As a rationalist I am not satisfied with these implications. I tend to see consciousness as a manifestation of the complex energetic non-equilibria of our bodies. What we conceive of as self is our experiences of these complex energetic fluctuations. But since the laws of physics govern the progression of our bodies when it goes, so does everything that we conceived of as self.
The way out of all this is the conception of the mass consciousness. If indeed all the selfs in history that have passed on or will come from (for those not yet born) have originated from this mass consciousness then consciousness must be eternal. There is nothing we have known that is eternal except the very universe itself. So this is to say that the universe itself is consciousness and self is merely a way for the universe to be aware of itself fulfilling its very definition (you cannot be self without being self-aware, ad infinitum). So your focusing on the death of self is merely the universe becoming aware of its own inevitable end. It is a recursive process that can only end upon the inevitable finality.
But unless the future is already predicted and guaranteed there perhaps is a way out. The transformation of self-awareness away from self and towards the other. If the universe is self-consciousness then to be conscious of other would be to extend beyond this universe into the void beyond. So to avoid death and become eternal is to let go of any conception of self and embrace that which is beyond the senses. Its like Robert Anton Wilson said, "I suspect that after 72 years on Earth there is a world beyond my senses but it is only a suspicion. If you give me another 72 years I might be able to give you an answer with more certainty."

Stored lines

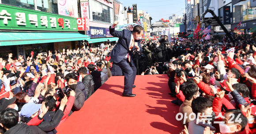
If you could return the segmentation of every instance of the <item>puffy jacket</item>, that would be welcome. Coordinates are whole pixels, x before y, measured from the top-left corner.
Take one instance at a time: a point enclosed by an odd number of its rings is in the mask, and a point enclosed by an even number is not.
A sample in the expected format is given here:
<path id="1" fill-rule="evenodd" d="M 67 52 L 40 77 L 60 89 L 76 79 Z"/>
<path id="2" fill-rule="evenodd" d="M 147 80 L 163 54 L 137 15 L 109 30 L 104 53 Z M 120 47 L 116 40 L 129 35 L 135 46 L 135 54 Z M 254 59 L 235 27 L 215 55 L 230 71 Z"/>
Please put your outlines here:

Required action 1 :: Quote each sentence in the passage on consciousness that begins with the word "So".
Required action 2 :: Please carry on the passage on consciousness, picking up after its final sentence.
The stored lines have no connection to the passage on consciousness.

Response 1 ::
So this is to say that the universe itself is consciousness and self is merely a way for the universe to be aware of itself fulfilling its very definition (you cannot be self without being self-aware, ad infinitum).
So your focusing on the death of self is merely the universe becoming aware of its own inevitable end.
So to avoid death and become eternal is to let go of any conception of self and embrace that which is beyond the senses.

Response 2 ::
I wanted to add this:
I have only seen death once. It was my 90-yr old grandfather who passed away 13 months ago. He had suffered a stroke and said he did not want to live in a state where others had to take care of him (he was a self-sufficient modernist to the very end!). So he was put into hospice and basically endured an assisted suicide which consisted of ramping up doses of opiates until he let go. The whole process took about a week. The family gathered in a relaxing non-hospital environment that was comforting for us all. However, perhaps not for my grandpa. He never took medication, NEVER did drugs, hardly drank most of his life, again the tough as nails modernist. So to experience your final moments in the disorientating haze of opiates must have been even more difficult. But, despite this haze when the dose was the highest, just a day before he was declared dead, he exclaimed very loudly in a half sleep, "I AM DYING!". It was very sudden and we were all startled by it. After a few more moments, he exclaimed even louder, "I AM DEAD!" Those were the last words i heard from him. It took another 24 hours for his body to acknowledge what apparently his consciousness had already decided. He was dead. Since my grandfather was pretty much my father-figure a lot of the the conceptions of what it means to "be a man" come from him; I took that experience as my final lesson from him. How to die. Since then I have accepted my death and become aware that although my body and even my consciousness may die, It is not the end. Since as he lives on in me, I will live on in someone else. But then that means the other (not me) which means perhaps death is merely crossing the void to becoming eternal?
I completely agree Chris, the give and take is eternal and therefore validates the notion that time does not in fact exist!